### EXERCISE GOAL
Rewrite the records below as a Markdown table with the columns "No." and "Text". Give each line its own row, number the rows in order, and leave out any blank lines.

### GIVEN ENTRIES
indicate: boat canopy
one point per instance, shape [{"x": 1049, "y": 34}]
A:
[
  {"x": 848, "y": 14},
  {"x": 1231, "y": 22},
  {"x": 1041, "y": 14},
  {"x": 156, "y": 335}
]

### EXERCISE OUTPUT
| No. | Text |
|---|---|
| 1 | indicate: boat canopy |
| 2 | one point per instance, shape [{"x": 1049, "y": 34}] |
| 3 | A: |
| 4 | [ |
| 5 |   {"x": 848, "y": 14}, |
| 6 |   {"x": 1231, "y": 22}, |
| 7 |   {"x": 1041, "y": 14}, |
| 8 |   {"x": 156, "y": 335} |
| 9 | ] |